Instructions for the task -
Look through the lines below for the word "surface", and copy every line that has it.

Material for this task -
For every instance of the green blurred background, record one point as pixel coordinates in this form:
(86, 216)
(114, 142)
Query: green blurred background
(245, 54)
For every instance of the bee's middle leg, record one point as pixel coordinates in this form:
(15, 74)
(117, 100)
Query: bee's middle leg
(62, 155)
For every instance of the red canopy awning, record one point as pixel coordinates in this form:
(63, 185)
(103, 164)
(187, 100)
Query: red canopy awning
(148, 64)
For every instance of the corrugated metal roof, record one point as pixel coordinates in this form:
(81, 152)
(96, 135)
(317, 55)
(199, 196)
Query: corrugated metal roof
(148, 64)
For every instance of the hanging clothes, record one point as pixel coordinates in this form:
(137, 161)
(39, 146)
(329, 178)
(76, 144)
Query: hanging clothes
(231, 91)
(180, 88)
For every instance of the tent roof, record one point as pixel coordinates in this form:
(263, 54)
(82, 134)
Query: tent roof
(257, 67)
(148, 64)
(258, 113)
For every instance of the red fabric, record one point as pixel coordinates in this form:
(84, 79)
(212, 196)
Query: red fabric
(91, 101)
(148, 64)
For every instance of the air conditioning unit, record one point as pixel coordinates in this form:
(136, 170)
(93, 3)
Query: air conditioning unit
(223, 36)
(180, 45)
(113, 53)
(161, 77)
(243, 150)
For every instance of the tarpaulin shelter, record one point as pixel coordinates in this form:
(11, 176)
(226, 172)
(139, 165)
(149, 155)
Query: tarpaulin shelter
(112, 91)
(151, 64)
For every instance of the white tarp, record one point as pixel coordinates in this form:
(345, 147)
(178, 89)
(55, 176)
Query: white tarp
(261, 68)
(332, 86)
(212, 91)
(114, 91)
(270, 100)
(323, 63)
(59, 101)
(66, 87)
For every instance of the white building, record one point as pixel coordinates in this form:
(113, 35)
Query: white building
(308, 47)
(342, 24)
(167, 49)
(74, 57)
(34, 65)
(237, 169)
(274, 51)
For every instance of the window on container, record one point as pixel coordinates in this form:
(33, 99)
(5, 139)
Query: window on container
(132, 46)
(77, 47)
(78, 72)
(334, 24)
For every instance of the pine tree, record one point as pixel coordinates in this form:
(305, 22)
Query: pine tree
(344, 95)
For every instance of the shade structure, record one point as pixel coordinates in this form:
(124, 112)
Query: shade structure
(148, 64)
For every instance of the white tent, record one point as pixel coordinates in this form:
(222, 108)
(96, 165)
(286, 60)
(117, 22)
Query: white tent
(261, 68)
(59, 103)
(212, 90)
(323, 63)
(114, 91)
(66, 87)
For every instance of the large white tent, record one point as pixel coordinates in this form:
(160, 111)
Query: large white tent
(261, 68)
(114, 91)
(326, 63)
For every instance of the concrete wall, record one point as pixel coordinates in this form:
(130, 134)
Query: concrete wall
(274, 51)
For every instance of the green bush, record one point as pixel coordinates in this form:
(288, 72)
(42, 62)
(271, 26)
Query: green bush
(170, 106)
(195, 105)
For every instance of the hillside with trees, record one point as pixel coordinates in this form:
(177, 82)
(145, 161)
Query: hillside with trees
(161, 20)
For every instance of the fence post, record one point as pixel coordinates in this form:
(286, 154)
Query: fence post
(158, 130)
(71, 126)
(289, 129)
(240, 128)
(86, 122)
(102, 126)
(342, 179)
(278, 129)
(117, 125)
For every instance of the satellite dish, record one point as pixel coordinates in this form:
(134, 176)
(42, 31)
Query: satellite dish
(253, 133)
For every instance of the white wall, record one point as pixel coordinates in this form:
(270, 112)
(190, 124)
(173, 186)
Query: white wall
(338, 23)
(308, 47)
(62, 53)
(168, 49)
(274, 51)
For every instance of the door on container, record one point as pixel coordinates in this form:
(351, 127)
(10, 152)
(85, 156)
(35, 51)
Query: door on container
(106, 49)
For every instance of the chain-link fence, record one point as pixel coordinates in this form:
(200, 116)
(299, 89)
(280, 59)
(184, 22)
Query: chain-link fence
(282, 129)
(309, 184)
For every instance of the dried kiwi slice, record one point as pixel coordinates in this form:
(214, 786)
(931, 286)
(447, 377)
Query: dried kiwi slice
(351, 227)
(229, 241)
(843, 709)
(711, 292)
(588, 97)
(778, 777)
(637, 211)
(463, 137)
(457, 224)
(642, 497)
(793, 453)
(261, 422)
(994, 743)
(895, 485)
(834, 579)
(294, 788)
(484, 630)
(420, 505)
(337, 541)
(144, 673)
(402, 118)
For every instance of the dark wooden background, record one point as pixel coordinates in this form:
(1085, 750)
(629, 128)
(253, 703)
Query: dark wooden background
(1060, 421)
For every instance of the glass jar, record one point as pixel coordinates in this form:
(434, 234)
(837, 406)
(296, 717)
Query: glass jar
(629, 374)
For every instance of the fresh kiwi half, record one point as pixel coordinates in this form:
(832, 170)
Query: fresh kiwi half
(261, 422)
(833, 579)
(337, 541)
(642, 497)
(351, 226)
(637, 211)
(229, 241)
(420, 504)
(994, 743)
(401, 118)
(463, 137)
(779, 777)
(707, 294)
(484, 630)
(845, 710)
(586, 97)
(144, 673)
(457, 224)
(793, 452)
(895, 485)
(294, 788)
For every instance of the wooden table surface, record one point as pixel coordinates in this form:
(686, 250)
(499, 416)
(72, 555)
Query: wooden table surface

Result for this task -
For every instance of the wooden table surface, record one point as pixel coordinates in this form:
Query: wooden table surface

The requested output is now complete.